Start of Data to use

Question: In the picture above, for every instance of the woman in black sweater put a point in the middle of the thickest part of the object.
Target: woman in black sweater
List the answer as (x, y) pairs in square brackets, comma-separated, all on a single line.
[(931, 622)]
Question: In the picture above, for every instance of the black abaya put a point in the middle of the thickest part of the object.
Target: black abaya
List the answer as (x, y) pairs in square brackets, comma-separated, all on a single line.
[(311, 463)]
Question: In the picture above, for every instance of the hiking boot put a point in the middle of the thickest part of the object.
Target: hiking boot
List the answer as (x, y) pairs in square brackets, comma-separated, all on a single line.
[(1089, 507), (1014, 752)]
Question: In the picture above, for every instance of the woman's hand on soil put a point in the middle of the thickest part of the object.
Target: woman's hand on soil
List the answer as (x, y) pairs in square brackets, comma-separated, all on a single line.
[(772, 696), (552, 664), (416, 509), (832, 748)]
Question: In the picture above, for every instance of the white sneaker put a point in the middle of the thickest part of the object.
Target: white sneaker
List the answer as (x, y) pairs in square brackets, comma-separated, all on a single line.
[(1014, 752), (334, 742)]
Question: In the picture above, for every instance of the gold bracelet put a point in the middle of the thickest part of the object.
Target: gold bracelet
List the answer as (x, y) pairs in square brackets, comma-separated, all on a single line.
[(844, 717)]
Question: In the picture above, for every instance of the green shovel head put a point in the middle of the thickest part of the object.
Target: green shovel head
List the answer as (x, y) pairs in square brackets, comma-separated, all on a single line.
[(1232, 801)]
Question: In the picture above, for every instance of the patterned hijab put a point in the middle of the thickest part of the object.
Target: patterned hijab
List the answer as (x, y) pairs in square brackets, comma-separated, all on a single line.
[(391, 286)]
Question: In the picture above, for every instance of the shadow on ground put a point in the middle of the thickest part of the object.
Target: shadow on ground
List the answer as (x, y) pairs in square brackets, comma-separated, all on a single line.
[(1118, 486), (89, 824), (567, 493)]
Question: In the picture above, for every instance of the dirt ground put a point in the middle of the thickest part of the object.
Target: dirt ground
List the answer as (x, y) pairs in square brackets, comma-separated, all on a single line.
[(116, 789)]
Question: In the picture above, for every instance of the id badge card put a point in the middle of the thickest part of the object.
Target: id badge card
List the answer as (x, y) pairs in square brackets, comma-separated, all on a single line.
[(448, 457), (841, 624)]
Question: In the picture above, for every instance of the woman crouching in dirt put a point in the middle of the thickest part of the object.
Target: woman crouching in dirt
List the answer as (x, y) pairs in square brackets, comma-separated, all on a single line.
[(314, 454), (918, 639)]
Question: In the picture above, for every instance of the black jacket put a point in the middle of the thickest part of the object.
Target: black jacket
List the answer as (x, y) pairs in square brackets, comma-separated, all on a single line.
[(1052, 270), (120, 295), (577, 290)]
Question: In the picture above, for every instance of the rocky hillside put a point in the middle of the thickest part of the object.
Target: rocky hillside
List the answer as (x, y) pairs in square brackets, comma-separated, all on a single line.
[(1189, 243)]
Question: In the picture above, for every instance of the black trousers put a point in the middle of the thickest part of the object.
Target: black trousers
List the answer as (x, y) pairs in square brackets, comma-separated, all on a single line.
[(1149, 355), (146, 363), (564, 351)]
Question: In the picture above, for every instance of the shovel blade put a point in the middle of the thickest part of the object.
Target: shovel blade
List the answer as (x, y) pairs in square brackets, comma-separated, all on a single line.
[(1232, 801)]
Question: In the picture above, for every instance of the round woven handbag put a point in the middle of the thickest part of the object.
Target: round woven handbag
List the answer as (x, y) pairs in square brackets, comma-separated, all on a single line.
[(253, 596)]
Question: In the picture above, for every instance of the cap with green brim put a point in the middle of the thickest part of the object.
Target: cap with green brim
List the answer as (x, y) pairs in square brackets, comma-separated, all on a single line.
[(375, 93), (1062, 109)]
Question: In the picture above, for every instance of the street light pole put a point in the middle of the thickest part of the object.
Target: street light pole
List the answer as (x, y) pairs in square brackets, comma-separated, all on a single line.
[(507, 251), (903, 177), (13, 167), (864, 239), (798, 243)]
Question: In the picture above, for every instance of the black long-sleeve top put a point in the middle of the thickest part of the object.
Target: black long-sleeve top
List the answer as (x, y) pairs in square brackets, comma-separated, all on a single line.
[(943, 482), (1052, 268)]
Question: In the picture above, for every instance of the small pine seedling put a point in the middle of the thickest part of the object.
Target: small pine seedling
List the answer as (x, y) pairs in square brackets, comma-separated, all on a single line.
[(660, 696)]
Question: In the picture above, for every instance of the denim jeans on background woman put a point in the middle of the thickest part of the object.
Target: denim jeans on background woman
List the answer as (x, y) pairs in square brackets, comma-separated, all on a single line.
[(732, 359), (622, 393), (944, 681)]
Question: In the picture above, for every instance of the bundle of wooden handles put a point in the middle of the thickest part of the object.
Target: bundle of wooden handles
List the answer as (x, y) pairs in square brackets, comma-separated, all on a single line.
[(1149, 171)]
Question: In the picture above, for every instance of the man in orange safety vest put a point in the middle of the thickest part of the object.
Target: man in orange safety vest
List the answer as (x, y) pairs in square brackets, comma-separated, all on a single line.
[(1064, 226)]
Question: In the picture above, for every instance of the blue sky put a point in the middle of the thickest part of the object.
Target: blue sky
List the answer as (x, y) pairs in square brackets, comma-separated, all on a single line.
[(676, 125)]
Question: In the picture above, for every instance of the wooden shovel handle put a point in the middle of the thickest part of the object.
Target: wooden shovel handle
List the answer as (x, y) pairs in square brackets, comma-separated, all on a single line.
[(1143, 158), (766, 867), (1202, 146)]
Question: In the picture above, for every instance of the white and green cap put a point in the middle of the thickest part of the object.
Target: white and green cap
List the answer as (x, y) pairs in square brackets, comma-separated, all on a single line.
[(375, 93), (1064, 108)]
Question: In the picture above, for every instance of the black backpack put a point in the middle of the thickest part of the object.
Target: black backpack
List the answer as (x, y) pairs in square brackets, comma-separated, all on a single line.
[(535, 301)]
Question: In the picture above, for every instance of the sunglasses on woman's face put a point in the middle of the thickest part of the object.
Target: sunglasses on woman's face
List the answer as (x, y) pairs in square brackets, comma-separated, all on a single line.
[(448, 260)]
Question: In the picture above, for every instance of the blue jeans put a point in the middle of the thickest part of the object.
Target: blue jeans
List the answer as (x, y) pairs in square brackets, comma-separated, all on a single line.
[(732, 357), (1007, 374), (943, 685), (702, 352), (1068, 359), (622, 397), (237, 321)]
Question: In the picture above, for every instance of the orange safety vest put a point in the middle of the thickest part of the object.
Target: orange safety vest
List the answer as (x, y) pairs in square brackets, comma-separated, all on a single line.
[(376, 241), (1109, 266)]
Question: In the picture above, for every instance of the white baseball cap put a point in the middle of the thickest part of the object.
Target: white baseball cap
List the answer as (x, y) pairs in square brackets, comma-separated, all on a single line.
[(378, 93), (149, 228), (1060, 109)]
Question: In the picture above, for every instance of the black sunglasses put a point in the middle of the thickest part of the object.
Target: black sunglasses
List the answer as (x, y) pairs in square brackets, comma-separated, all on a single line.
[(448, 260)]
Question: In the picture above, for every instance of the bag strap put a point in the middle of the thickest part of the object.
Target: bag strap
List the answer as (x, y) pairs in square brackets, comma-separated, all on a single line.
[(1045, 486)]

End of Data to use

→ **What this task involves**:
All of the entries must be quoted exactly; please include each one.

→ **The completed task**:
Question: In the picture above, for every instance of the woman in black sweater put a point in the middle of the thickest part of the object.
Target: woman in black sweater
List the answer as (x, y) pairs in square brackets, comma-separated, all on a single line.
[(931, 622)]
Question: In the picture above, for every instance of the black abaya put a point in the middle of the thickest part of the object.
Target: black abaya
List the answer as (x, y) pairs in square brackets, comma-separated, all on a single line.
[(311, 463)]
Question: In the picture above, for every instance of the hiking boot put a point in the middle of the thickest part of the object.
Target: hiking boot
List the answer as (x, y) pairs in square brackets, comma-separated, all on a single line.
[(1089, 507), (1014, 752)]
Question: In the picture above, for every instance of the woman's hand on soil put a point in the middle of the thickest part of the object.
Target: woman's hand on soil
List the answer as (x, y) pairs in square brackets, comma-separated, all on a single line.
[(772, 696), (552, 664), (416, 509), (832, 748)]
Question: In the picture above, for every instance of the white sneaker put a point in the middle of the thickest part of the object.
Target: white sneaker
List the answer as (x, y) pairs in square brackets, comma-separated, all on a single line.
[(1014, 752), (334, 742)]
Question: In the picture above, for every instance of the gold bracelet put a point in the middle of the thickest part of the object.
Target: gold bracelet
List the answer as (x, y) pairs in square brackets, comma-separated, all on a single line.
[(844, 717)]
Question: In the picture above, for every instance of the green shovel head put a point in the middle of the thickest part of the object.
Target: green shovel head
List the answer as (x, y) pairs in square brackets, comma-separated, all on a single line.
[(1232, 801)]
Question: In the picture above, for every instance of the patterned hijab put a point in the middle of the thickest part of the object.
Target: patterned hijab
List the answer as (x, y) pairs in square brackets, comma-separated, all on a single line.
[(391, 286)]
Question: In the picture above, for every instance of the shadow on ground put a point in the middle of the thickest part of the object.
Target: shadow on ground
List the answer as (x, y) pairs in square brackets, comma-separated, all on a single line.
[(1118, 486), (89, 824), (567, 493)]
Question: In the picture above, for every instance of the dirt ground put a point in the middle of the thickest part of the object.
Target: dirt ground
List the answer as (x, y) pairs in square brackets, comma-separated, all on a single line.
[(116, 789)]
Question: In the picture above, for every instance of the id badge card put a point in the middle of the thickest part of the object.
Target: id badge card
List the answer as (x, y) pairs in square brackets, comma-separated, all on a single line.
[(448, 457), (841, 624)]
Question: In the picture above, for every instance of the woman crouching in dirt put a point in the middle of the thickest part of the object.
Target: woman crouching in dirt
List the answer as (x, y) pairs in square brackets, comma-separated, all on a single line.
[(314, 454), (918, 639)]
Question: In the picture above, for every instance of the black jacket put a point in the middle of the thickest part of the object.
Target: black jacket
List the answer as (x, y) pairs in square brackets, comma-separated, all on a single line.
[(1052, 270), (120, 295), (577, 290)]
Question: In the picture above, for every instance of the rocky hillside put a point in the middle of the thickest part of the object.
Target: rocky hillside
List the answer as (x, y) pairs in square brackets, comma-separated, all on a single line.
[(1189, 243)]
Question: In the picture above, for every instance of the black trousers put a point in the middle of the thickest part of the object.
Target: black trousers
List the answer as (x, y) pairs in square brackets, comma-separated, all on a single line.
[(1149, 355), (146, 363), (564, 351)]
Question: In the picture above, for every instance of the shovel blade put a point in the middle of the thickest part of the object.
Target: shovel blade
List the answer as (x, y) pairs in square brackets, comma-separated, all on a single line.
[(1232, 801)]
Question: In the picture above, for every instance of the round woven handbag put a point in the middle of the thickest part of the object.
Target: round woven handbag
List the answer as (x, y) pairs in square brackets, comma-separated, all on a single line.
[(253, 596)]
Question: In the picture above, for every instance of the cap with green brim put a point in the middle of the thickest part of the object.
Target: cap with green brim
List the answer as (x, y) pairs in square brackets, comma-separated, all on a single line.
[(375, 93), (1062, 109)]
Question: In the picture above, for every instance of the street light pole put a point in the middle of the thickest part of the object.
Target: street light pole
List the answer as (x, y) pairs in square brackets, comma-separated, all on a single line.
[(507, 251), (903, 177), (13, 167), (864, 239), (798, 243)]
Question: In the picture above, for every instance of the black long-sleeve top put a point in the middle of the thickest part of the object.
Target: black long-sleeve top
List the answer as (x, y) pairs in square brackets, comma-separated, all on a single line.
[(943, 482), (1052, 268)]
Question: In the picture above, for every instance of the small pine seedling put a point in the middle of the thickest part of the object.
Target: small pine seedling
List the answer as (x, y) pairs in square brackets, comma-separated, all on a single line.
[(660, 696)]
Question: In the picture above, for every instance of the denim jeans on background woman put a point in the middle of the thickest part of the object.
Target: denim jeans on background woman
List the answer as (x, y) pairs in square brackets, comma-separated, all on a single line.
[(732, 359), (622, 393), (944, 681)]
Question: In the picture above, for every instance of the bundle of wooden handles put a point in the middle of the thickest part of the object.
Target: bundle of wooden handles
List the answer as (x, y) pairs in square brackets, comma-separated, all on a single line.
[(1149, 171)]
Question: In the picture above, for every instance of the man in orange safety vest put a point in the middle of the thickest part of the object.
Target: man in orange safety vest
List the answer as (x, y) pairs in square brackets, comma-separated, all on a single line.
[(1064, 226)]
Question: In the picture above, for every instance of the blue sky put a point in the middle of the thickest part of the object.
Target: blue sky
List the answer as (x, y) pairs in square brackets, comma-separated, all on a single line.
[(676, 125)]
Question: In the picture above, for every instance of the wooden shovel handle put a point in the middle of the thickest part of the object.
Target: wooden shovel handle
List the answer as (x, y) pairs in square brackets, comma-separated, all on a single line.
[(1143, 158), (766, 867), (1202, 146)]
Question: In the picture above, for every instance of the white and green cap put a point in the middle of the thickest part of the object.
Target: white and green cap
List the answer as (x, y) pairs in square brackets, comma-separated, all on a single line.
[(375, 93), (1064, 108)]
Question: In the picture above, for every instance of the black backpack put a point in the middle of the thickest part of the object.
Target: black backpack
List the answer as (x, y) pairs in square brackets, comma-separated, all on a single line.
[(535, 301)]
Question: In the picture above, for every instance of the sunglasses on woman's face put a point in the middle of the thickest part of the object.
Target: sunglasses on woman's face
List the answer as (x, y) pairs in square brackets, comma-separated, all on a single line.
[(448, 260)]
Question: In the picture above, for every instance of the blue jeans put a point in the middle of the thickest part of the object.
Target: blue jeans
List the answer as (x, y) pairs in square brackets, comma-separated, all on a single line.
[(732, 357), (1007, 374), (943, 685), (702, 352), (1068, 359), (622, 397), (237, 321)]
Question: In the picture above, for every instance of the orange safety vest put a point in the middle of the thickest part of the object.
Target: orange safety vest
List the answer as (x, y) pairs in square brackets, comma-separated, all on a single line.
[(376, 241), (1109, 266)]
Question: In the picture above, for every instance of the white baseball cap put a point in the middle of the thickest part of the object.
Target: white baseball cap
List the answer as (x, y) pairs in square brackets, comma-separated, all on a single line.
[(378, 93), (149, 228), (1060, 109)]
Question: In the picture above, for every instance of the black sunglasses put a point in the middle of the thickest part of the object.
Target: black sunglasses
List the answer as (x, y) pairs in square brackets, comma-separated, all on a single line.
[(448, 260)]
Question: In the picture above, for every instance of the bag strap put a point in the middle of the thickest part of the object.
Target: bag strap
List the answer as (x, y) pairs in square brackets, comma-separated, all on a single line.
[(1045, 486)]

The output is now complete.